— Texte à lire —
Un homme s'est immolé par le feu lundi devant l'Assemblée du Peuple au Caire, amenant le gouvernement à réagir en urgence pour minimiser la portée d'un geste rappelant celui d'un jeune Tunisien qui a déclenché les émeutes dans son pays.

L'homme s'est versé de l'essence sur le corps avant d'y mettre le feu, mais un policier se trouvant à proximité est parvenu à rapidement éteindre les flammes, selon une source parlementaire et l'agence officielle égyptienne Mena.

Il a été transporté dans un hôpital d'où il devrait sortir dans les prochaines 48 heures après avoir été traité pour des brûlures superficielles, a assuré le ministre de la Santé, Hatem al-Gabali.

La presse n'était pas autorisée à le voir, selon un photographe de l'AFP présent à l'hôpital.

Enregistrements d'annotation
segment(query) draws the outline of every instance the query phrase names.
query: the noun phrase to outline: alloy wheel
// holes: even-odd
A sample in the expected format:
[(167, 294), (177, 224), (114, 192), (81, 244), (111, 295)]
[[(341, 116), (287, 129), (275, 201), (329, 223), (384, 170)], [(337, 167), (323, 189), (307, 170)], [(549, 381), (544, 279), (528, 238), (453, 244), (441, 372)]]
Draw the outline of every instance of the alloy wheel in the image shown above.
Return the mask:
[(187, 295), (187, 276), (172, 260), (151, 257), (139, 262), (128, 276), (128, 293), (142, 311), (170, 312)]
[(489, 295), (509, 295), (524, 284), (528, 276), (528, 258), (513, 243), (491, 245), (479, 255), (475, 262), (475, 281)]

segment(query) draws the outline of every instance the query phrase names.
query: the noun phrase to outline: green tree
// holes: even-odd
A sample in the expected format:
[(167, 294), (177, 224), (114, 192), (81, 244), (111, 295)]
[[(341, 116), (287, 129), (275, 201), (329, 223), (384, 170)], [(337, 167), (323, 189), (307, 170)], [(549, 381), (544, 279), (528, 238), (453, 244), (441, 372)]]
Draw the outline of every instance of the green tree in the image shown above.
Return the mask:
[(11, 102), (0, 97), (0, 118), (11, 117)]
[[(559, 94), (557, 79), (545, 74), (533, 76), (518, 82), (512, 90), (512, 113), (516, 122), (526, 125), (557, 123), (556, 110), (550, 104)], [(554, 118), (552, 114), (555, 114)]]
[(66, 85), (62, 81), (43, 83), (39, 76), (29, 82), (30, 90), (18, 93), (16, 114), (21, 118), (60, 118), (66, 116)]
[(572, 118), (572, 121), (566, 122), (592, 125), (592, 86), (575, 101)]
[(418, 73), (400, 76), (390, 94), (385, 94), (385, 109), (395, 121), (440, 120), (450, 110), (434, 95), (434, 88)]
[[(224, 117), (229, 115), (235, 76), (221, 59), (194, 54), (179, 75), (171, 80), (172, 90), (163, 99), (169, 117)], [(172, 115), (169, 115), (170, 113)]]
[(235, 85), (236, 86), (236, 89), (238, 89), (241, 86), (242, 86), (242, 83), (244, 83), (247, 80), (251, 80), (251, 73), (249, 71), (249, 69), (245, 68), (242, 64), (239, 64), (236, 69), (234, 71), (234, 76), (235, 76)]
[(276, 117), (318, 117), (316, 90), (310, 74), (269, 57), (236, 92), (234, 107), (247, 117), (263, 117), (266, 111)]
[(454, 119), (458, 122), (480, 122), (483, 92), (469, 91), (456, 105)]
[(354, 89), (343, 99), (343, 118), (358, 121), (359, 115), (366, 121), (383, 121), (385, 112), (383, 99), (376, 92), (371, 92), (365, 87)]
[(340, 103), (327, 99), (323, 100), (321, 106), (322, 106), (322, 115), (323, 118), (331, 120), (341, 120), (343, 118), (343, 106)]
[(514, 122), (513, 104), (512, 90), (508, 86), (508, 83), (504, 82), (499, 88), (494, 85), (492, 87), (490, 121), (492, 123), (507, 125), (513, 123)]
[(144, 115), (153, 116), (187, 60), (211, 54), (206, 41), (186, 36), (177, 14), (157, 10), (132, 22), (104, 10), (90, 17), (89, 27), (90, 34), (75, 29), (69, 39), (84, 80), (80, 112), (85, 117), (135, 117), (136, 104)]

— Consignes de travail —
1. Énumérez toutes les sources auxquelles l'article sur l'immolation au Caire attribue ses informations.
2. Dans l'article sur l'immolation au Caire, reproduisez le passage qui s'ouvre sur les mots contenant « L'homme s'est versé » et se clôt sur « Santé, Hatem al-Gabali. », en renommant « un policier » en « un gendarme ».
3. Donnez la suite de l'article sur l'immolation au Caire à partir de sa dernière phrase.
Les enregistrements n'ont aucun lien avec le texte.

— Réponses par consigne —
1.
- une source parlementaire
- l'agence officielle égyptienne Mena
- le ministre de la Santé, Hatem al-Gabali
- un photographe de l'AFP

2.
L'homme s'est versé de l'essence sur le corps avant d'y mettre le feu, mais un gendarme se trouvant à proximité est parvenu à rapidement éteindre les flammes, selon une source parlementaire et l'agence officielle égyptienne Mena.

Il a été transporté dans un hôpital d'où il devrait sortir dans les prochaines 48 heures après avoir été traité pour des brûlures superficielles, a assuré le ministre de la Santé, Hatem al-Gabali.

3.
Selon Mena, l'homme, Abdo Abdelmoneim, 50 ans, est restaurateur à Qantara, une ville proche d'Ismaïliya, donnant sur le canal de Suez. Il aurait voulu protester contre le fait «qu'il n'avait pas reçu de coupons pour acheter du pain pour son restaurant».

Le président du Sénat et secrétaire général du parti au pouvoir, Safouat el-Chérif, est monté au créneau pour mettre cette affaire sur le compte d'un incident bureaucratique, pas politique ni social.

«Pour ce que j'en sais, cette personne tient un restaurant et a eu un problème avec le quota de farine qui lui est alloué, cette affaire n'a donc pas de raison d'être discutée au parlement», a-t-il dit.

Le ministre des Affaires législatives, Moufid Chehab, a assuré «qu'il est important de ne pas faire de conclusion hâtive», tandis que le gouverneur d'Ismaïliya, Abdelguelil Fakharani, a assuré que l'homme avait des problèmes mentaux.

Un des ses amis, Hamid Megahed, présent devant l'hôpital où il est soigné, a toutefois affirmé «qu'on ne peut pas dire qu'il ait des problèmes mentaux. Il a simplement des problèmes personnels et émotionnels, comme la plupart des Égyptiens aujourd'hui».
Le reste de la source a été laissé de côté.